### EXERCISE
Pick out every line of the listing below that contains the word "instance" and copy each one. Case counts.

### RECORDS PROVIDED

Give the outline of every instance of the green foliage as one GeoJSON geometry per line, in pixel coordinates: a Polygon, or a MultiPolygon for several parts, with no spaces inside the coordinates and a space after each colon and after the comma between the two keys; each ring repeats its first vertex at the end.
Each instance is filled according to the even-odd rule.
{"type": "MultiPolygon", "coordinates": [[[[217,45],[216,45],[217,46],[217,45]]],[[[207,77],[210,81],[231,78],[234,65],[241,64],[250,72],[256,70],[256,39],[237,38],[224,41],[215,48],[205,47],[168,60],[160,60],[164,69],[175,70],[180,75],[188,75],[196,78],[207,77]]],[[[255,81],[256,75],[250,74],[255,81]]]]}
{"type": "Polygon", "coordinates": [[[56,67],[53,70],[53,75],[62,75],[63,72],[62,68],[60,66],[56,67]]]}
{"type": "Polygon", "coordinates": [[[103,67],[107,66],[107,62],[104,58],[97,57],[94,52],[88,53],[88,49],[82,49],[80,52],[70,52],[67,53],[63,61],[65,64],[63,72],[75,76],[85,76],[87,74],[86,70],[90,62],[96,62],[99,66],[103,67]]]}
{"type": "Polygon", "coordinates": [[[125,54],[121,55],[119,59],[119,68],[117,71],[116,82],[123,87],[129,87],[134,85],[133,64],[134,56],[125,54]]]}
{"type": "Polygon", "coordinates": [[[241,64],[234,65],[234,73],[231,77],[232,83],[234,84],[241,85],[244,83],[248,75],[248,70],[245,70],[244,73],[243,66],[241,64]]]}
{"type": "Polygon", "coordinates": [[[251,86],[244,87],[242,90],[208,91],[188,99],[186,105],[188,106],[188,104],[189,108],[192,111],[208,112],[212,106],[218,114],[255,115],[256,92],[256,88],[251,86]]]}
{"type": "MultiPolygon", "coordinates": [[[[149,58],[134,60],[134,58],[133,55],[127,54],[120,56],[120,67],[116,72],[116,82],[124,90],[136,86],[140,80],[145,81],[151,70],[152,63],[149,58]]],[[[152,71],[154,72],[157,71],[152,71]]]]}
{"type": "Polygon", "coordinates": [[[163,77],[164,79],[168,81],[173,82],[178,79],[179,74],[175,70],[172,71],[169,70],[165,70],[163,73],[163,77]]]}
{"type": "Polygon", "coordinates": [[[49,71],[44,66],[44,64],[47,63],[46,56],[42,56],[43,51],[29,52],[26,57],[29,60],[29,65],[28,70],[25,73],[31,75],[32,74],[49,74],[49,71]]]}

### ANSWER TO THE PROBLEM
Give the outline of every instance of the green foliage as one GeoJSON geometry per line, in pixel coordinates: a Polygon, or a MultiPolygon for several parts, with no spaces inside the coordinates and a space after each colon and after the comma between the two keys; each ring repeats its first vertex at the end.
Each instance is filled according to the even-odd rule.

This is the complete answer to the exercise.